BEGIN PASSAGE PROVIDED

Photo: Sutherland Shire Library Local Studies Collection
In 1952 the Infants Department and Primary Girls
of Miranda Public school were relocated to new premises on the corner of the
Kingsway and Sylva Ave. This was followed ten years later by the Primary Boys.
The RSL considered the new school site unsuitable for the memorial so requested
it be relocated to the cul-de-sac at the end of
Central Avenue in 1968, when the school site was sold to the developers
of the then Miranda Fair shopping centre.
By 2013, with further development in the area, the
memorial was now surrounded by a round-about. Another move was desirable to a
safer and more accessible site. It was decided to take the memorial further back
into Seymour Shaw Park to provide a calmer location and a place where the large
crowd at each Dawn Service could be accommodated.

END PASSAGE PROVIDED
BEGIN PROVIDED DATA

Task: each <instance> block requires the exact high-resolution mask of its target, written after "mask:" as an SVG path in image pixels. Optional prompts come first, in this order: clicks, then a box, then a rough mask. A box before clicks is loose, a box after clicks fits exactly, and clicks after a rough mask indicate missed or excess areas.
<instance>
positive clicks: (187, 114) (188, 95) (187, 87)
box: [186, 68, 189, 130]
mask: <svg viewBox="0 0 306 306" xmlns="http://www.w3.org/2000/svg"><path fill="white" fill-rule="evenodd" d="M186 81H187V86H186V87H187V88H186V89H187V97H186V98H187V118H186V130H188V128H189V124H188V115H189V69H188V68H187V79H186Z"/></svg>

END PROVIDED DATA
BEGIN PROVIDED DATA

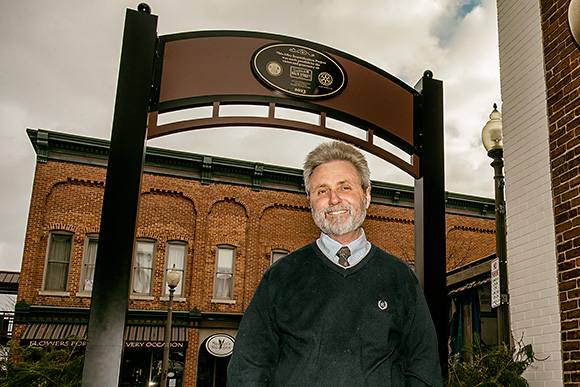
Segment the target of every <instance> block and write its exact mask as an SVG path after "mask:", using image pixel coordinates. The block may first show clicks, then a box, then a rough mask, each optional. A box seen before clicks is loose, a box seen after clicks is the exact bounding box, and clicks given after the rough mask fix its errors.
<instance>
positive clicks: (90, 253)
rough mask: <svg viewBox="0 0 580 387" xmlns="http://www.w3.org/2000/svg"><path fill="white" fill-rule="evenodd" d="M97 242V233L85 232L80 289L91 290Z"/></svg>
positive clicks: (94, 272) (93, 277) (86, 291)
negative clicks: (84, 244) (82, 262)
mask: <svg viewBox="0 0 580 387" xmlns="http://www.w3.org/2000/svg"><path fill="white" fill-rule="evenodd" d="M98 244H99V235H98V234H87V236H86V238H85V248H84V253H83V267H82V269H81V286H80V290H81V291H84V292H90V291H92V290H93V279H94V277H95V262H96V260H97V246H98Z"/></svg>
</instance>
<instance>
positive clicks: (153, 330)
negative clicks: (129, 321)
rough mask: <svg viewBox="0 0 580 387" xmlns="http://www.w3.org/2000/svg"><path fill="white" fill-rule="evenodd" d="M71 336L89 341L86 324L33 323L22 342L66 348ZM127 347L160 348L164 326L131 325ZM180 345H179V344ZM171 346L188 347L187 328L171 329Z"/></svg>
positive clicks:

END PROVIDED DATA
BEGIN PROVIDED DATA

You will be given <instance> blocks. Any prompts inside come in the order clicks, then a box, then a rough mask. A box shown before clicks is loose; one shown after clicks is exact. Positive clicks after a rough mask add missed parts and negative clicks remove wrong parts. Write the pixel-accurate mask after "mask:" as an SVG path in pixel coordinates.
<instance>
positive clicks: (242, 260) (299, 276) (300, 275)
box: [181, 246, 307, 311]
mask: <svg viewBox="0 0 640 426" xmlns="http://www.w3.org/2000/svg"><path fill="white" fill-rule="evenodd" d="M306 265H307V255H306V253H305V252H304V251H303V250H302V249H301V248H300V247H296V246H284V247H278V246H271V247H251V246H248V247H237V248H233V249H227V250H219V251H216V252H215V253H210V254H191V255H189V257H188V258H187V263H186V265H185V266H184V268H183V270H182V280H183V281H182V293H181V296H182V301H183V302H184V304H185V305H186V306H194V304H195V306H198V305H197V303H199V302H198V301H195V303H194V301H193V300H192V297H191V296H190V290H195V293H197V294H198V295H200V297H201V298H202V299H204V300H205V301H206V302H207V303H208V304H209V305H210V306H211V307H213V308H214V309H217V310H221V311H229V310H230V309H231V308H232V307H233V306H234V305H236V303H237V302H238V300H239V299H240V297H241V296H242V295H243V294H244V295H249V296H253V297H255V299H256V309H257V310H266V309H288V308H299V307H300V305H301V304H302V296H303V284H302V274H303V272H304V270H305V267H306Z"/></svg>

END PROVIDED DATA

**REQUIRED WORK:**
• A. According to the passage on the Miranda memorial, where were the new premises that the Infants Department and Primary Girls moved to in 1952?
• B. Please carry the Miranda memorial history forward from its final sentence.

**RESULTS FOR EACH TASK:**
• A. They moved to the corner of the Kingsway and Sylva Ave.

• B.
The final move was completed in time for the Dawn
service of 2014. A memorial wall was
added to commemorate conflicts since 1918. The Leader of 19 February 2014
gives a brief history of the memorial in which is stated
The
heritage listed sandstone memorial is the site of NSW’s largest Anzac Day Dawn
Service outside the Sydney central business district, often attracting more than
5,000 people.
To discover more details of the servicemen named
on this memorial click on the heading, then on to one on the names listed at the
bottom of the page.
Biographies of these servicemen can be found in
SERVICE AND SACRIFICE, Sutherland Shire
Memorials 1914-1918, by Marilyn
Handley and Susanne Hewitt, 2015, available from Botany Bay Family History
Society, 02 9523 8948, P.O.Box 1006, Sutherland, NSW, 1499.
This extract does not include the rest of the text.